> [What to work on]
1 - In the news excerpt, where was Cpl. Marie-France Comeau found dead?
2 - In the news excerpt, change "woman" to "resident" in the passage between "On Sept. 30" and "had moved away.", inclusive, and write out that passage.
3 - According to the news excerpt, why did the colonel drag his feet through the grass when mowing the lawn?

> [Extract to read]
--------------------------------------------------

He recalled one windy day when Williams backed his fishing boat down the launch into the water. He didn't tie it down properly and the boat drifted into muddy weeds.
On Sept. 30 another woman on Cosy Cove Lane was awoken in the middle of the night, blindfolded, and sexually assaulted. The single mother couldn't recognize her attacker – his voice was muffled.
By this time, the first woman who was attacked on nearby Charles Rd. had moved away.
No one suspected the colonel. Here was a man who, when mowing the lawn, watched for frogs, dragging his feet through the grass to avoid hurting the amphibians.
On Nov. 25, Cpl. Marie-France Comeau, a Trenton-based military flight attendant, was found dead in her Brighton, Ont., home. Police called it an isolated incident.
John Williams, the mayor of Quinte West, which includes the Trenton base, met with Williams almost every week. Sometime after Comeau's death he recalls asking Williams about the investigation.
It was a casual question, and it got a casual answer.
"`Yeah, they're going through their investigation,'" the mayor says Williams replied.
"I wasn't looking for any feedback there at all other than to say that they were investigating and that's basically what he told me," he said. "It's sort of a weird conversation when you think about it now."

--------------------------------------------------

> [Position identification records]
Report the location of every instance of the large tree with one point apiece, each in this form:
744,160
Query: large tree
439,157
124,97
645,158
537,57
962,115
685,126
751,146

--------------------------------------------------

> [Answers]
1 - She was found dead in her Brighton, Ont., home.

2 -
On Sept. 30 another resident on Cosy Cove Lane was awoken in the middle of the night, blindfolded, and sexually assaulted. The single mother couldn't recognize her attacker – his voice was muffled.
By this time, the first resident who was attacked on nearby Charles Rd. had moved away.

3 - He watched for frogs while mowing and dragged his feet through the grass to avoid hurting the amphibians.